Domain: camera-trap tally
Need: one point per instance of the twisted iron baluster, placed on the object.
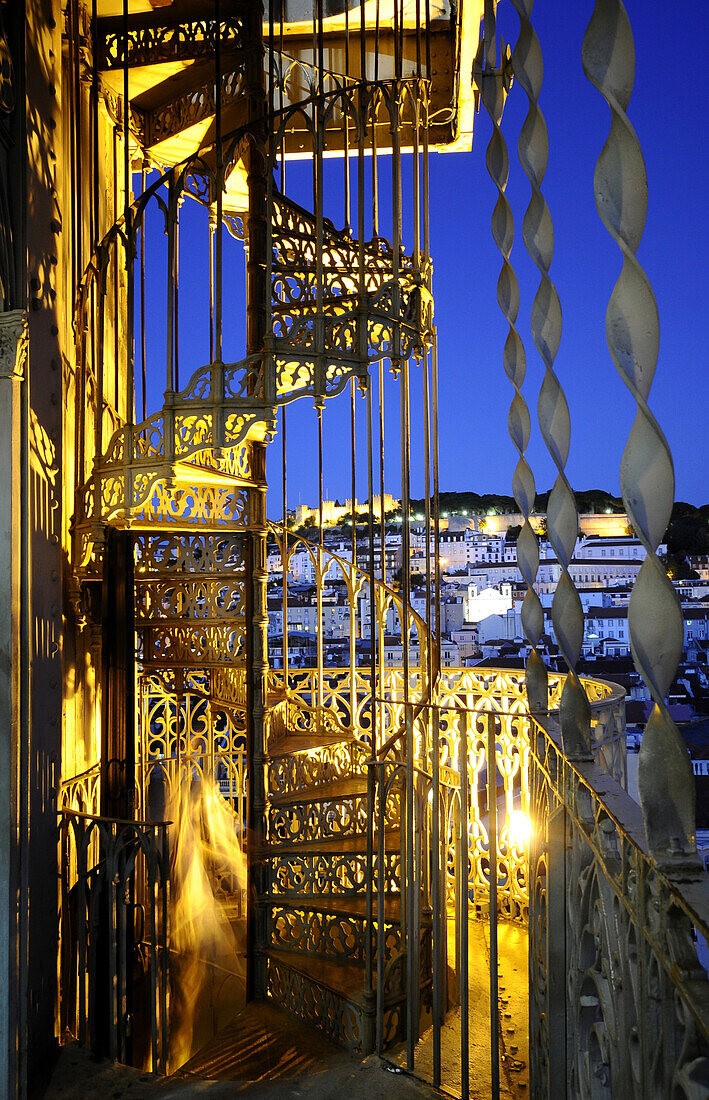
(508, 296)
(646, 474)
(538, 230)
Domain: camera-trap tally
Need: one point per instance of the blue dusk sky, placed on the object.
(668, 109)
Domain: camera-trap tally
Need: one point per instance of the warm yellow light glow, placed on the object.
(520, 828)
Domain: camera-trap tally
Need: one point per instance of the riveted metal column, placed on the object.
(256, 328)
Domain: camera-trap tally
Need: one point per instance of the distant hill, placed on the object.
(475, 504)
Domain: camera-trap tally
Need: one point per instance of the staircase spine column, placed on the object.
(256, 328)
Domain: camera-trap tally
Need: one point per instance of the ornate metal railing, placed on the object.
(619, 1003)
(114, 936)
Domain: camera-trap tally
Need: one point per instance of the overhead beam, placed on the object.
(153, 40)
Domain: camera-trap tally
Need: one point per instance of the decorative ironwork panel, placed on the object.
(114, 933)
(637, 994)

WHAT YOU WILL DO: Leave out the pictures and print each record exactly as it stands.

FULL ANSWER:
Domain: camera-trap tally
Need: one point per instance of the twisted iron baluster, placed on the object.
(508, 296)
(646, 474)
(538, 230)
Domain: camera-trap tally
Need: one point per instance of the blue dusk sky, placed on the object.
(668, 109)
Domain: camera-trap tally
Need: one point per instance of the warm yellow light glow, placed on the object.
(520, 828)
Domain: camera-trap tally
Need: one point per instance of the riveted metal column, placed on the object.
(256, 328)
Domain: camera-trap tally
Need: one point per instance of the distant hill, placed on the object.
(475, 504)
Domain: camera-trap tally
Need: one point per instance of the staircase spine column, placed on the object.
(256, 328)
Domain: camera-trap tally
Need: one point per instance of the ornate metal railing, placed on the object.
(619, 1003)
(114, 936)
Domain: camera-trap tally
Need: one point per instance of the overhead beam, placed on the object.
(153, 40)
Domain: camera-trap tally
Need: one point per instance of the decorative ironwork panel, placed on the object.
(114, 933)
(637, 994)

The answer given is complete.